- _Your goal_
Your task is to return the line containing "An instance is defined as any distinct occurrence of woman's" and each line after it through the end of the entries, exactly, with no other lines.

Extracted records
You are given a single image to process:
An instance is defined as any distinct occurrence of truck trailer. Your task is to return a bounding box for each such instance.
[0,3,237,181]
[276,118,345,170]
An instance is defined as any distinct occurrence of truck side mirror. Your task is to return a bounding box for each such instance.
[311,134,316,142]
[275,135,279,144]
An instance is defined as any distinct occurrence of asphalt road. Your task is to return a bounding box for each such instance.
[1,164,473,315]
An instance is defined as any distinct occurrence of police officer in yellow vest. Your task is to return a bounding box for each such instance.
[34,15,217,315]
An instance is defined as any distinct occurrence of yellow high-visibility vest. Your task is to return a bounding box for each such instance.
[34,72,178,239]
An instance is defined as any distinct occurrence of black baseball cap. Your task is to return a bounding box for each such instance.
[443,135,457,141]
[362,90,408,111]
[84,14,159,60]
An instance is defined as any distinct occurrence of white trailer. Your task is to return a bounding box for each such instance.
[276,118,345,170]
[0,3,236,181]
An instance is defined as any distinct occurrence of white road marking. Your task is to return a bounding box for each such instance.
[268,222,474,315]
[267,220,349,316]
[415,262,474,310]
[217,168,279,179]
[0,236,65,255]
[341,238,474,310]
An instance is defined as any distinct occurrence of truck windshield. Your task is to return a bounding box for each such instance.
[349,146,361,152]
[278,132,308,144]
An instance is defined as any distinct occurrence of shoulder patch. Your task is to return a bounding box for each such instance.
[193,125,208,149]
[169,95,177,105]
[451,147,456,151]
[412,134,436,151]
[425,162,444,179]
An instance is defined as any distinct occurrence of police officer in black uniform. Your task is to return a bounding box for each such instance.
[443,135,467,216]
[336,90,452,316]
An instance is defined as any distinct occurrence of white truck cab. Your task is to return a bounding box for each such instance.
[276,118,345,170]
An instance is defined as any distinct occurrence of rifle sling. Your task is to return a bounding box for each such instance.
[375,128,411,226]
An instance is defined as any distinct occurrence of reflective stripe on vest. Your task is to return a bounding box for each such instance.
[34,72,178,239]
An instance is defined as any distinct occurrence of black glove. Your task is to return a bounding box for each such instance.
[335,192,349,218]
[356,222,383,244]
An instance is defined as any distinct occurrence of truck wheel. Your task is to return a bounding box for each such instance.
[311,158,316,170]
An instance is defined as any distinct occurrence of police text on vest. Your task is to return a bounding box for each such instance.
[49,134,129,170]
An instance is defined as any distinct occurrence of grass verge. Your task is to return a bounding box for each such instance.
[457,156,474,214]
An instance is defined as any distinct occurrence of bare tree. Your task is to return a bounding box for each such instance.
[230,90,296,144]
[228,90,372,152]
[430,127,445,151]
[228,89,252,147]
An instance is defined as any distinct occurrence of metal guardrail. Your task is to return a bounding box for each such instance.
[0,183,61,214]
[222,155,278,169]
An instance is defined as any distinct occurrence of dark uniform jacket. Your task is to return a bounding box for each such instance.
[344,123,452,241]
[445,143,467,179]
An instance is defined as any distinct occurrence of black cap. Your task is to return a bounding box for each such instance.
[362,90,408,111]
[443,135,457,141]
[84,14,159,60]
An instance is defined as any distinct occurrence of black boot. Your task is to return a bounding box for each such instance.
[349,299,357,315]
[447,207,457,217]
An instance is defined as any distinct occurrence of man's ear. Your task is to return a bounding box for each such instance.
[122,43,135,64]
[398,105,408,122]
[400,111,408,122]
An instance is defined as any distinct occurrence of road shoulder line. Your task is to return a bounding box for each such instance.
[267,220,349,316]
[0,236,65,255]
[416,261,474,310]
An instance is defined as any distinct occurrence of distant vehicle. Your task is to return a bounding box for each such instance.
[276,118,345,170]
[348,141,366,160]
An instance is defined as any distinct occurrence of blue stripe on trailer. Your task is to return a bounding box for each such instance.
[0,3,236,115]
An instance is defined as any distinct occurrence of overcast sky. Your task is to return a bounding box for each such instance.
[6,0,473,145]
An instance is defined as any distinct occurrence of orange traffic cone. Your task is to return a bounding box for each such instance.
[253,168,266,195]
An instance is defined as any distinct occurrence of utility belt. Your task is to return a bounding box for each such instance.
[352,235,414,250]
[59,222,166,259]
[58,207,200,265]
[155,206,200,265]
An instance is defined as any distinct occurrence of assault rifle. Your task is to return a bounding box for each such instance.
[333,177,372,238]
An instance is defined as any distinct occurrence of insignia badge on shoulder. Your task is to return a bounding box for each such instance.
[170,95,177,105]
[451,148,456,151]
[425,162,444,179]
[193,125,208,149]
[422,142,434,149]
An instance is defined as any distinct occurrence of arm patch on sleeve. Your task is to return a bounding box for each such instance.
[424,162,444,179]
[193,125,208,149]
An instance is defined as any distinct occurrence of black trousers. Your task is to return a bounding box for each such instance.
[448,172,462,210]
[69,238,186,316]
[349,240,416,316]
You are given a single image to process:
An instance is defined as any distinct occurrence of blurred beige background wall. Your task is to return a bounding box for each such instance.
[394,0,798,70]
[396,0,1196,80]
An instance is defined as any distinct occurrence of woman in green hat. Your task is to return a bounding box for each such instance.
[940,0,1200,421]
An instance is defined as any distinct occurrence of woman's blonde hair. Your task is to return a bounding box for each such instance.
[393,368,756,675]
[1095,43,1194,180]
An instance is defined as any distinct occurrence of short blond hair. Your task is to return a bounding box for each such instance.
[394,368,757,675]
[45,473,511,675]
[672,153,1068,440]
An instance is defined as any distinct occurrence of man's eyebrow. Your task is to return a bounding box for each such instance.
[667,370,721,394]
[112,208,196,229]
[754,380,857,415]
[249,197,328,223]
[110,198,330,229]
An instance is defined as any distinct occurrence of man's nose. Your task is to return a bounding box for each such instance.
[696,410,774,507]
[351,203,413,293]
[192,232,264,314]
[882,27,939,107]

- _Answer for the task_
An instance is defined as any distinct occurrence of woman's blonde hair. Your task is to return a bounding box for each such instance.
[393,368,756,675]
[1095,43,1194,180]
An instance is defined as any distinct occurrence of short blond hair. Your task is to return a bounding box for each such instance.
[394,368,757,675]
[45,473,511,675]
[672,153,1068,440]
An instance is defined as any distinct occurrence of man's eyebrow. Your task is to return a bounding box for each such instance.
[667,370,721,394]
[112,208,196,229]
[754,380,857,415]
[249,197,328,223]
[110,198,330,229]
An instance is defined as any distinct occurrence of man's nose. Your task is to return a bounding box for each such instance.
[696,410,774,507]
[351,203,413,293]
[192,232,264,314]
[882,27,939,107]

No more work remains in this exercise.